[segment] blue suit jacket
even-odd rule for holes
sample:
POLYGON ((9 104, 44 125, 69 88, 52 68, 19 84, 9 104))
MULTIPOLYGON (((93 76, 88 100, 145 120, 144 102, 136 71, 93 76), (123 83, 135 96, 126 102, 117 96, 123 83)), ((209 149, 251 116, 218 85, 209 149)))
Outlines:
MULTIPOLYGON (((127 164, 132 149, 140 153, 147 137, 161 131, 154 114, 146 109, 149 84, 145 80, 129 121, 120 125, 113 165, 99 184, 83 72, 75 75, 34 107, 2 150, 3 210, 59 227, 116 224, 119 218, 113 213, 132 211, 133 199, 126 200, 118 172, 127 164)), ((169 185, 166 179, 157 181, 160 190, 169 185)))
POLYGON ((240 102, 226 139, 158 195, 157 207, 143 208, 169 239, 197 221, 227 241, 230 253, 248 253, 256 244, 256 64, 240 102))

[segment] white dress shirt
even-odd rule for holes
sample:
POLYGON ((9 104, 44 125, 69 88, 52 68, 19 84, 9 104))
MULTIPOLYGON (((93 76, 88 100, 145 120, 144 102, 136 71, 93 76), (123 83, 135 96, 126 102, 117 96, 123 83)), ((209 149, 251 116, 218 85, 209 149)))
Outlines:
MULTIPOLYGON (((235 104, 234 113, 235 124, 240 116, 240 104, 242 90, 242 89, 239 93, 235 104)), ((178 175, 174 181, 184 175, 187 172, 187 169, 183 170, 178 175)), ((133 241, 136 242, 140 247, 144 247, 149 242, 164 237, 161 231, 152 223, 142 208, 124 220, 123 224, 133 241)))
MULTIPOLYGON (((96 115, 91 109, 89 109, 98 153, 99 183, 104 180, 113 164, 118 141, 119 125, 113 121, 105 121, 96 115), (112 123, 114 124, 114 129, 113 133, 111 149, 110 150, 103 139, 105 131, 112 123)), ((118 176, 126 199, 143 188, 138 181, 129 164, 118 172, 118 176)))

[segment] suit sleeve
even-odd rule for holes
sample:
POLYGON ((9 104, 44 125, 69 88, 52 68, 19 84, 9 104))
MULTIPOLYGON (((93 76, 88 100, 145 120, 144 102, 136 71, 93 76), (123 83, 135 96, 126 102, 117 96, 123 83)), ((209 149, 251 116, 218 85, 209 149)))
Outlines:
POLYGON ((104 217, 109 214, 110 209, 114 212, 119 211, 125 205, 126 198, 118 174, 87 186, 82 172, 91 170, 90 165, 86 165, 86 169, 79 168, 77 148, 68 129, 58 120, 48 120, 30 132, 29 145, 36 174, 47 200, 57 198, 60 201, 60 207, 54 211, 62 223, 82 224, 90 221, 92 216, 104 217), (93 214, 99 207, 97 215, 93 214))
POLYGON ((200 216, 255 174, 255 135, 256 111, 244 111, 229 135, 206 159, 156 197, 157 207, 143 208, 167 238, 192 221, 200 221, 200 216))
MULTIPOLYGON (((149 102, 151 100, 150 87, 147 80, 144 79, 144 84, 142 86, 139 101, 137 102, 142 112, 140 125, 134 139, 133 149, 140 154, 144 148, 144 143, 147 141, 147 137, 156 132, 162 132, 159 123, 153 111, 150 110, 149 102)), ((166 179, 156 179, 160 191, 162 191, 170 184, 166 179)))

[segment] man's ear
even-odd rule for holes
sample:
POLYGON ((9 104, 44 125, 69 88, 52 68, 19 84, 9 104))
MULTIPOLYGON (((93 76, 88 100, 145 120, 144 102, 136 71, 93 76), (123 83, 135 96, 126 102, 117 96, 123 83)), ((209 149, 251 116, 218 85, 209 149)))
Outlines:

──────

▸ Given task
Starting at the top of the records, copy every line through the one containing "MULTIPOLYGON (((96 115, 91", and substitute "example" for "sample" each time it appears. Leave everything else unchanged.

▸ Task output
[segment] blue suit jacket
even-odd rule for holes
example:
POLYGON ((9 104, 44 125, 69 88, 52 68, 19 84, 9 104))
MULTIPOLYGON (((93 76, 88 100, 145 120, 144 102, 136 71, 93 76), (123 83, 135 96, 126 102, 117 96, 123 83)), ((209 149, 251 116, 218 85, 209 149)))
Outlines:
MULTIPOLYGON (((127 164, 132 149, 140 153, 147 137, 161 131, 154 114, 146 109, 149 84, 145 80, 129 121, 120 125, 113 165, 99 184, 83 72, 75 75, 34 107, 2 150, 3 210, 59 227, 116 224, 119 218, 113 213, 132 211, 133 199, 126 200, 118 172, 127 164)), ((169 185, 166 179, 157 181, 160 190, 169 185)))
POLYGON ((240 102, 226 139, 158 195, 157 207, 143 208, 169 239, 197 221, 227 241, 230 253, 248 253, 256 244, 256 64, 240 102))

[segment] white dress shirt
even-odd rule for holes
example:
POLYGON ((9 104, 44 125, 69 88, 52 68, 19 84, 9 104))
MULTIPOLYGON (((93 76, 88 100, 145 120, 144 102, 136 71, 93 76), (123 83, 135 96, 126 102, 117 96, 123 83)), ((209 149, 251 116, 218 85, 209 149)))
Outlines:
MULTIPOLYGON (((235 104, 234 113, 235 124, 240 116, 240 104, 242 90, 242 89, 239 93, 235 104)), ((178 175, 174 181, 184 175, 187 172, 187 169, 183 170, 178 175)), ((133 241, 136 242, 140 247, 144 247, 149 242, 164 237, 161 231, 152 223, 142 208, 124 220, 123 224, 133 241)))
MULTIPOLYGON (((96 115, 91 109, 89 109, 98 153, 99 183, 104 180, 113 164, 118 141, 119 125, 113 121, 105 121, 96 115), (112 123, 114 124, 114 129, 113 133, 111 149, 110 150, 103 139, 105 131, 112 123)), ((118 176, 126 199, 143 188, 138 181, 129 164, 118 172, 118 176)))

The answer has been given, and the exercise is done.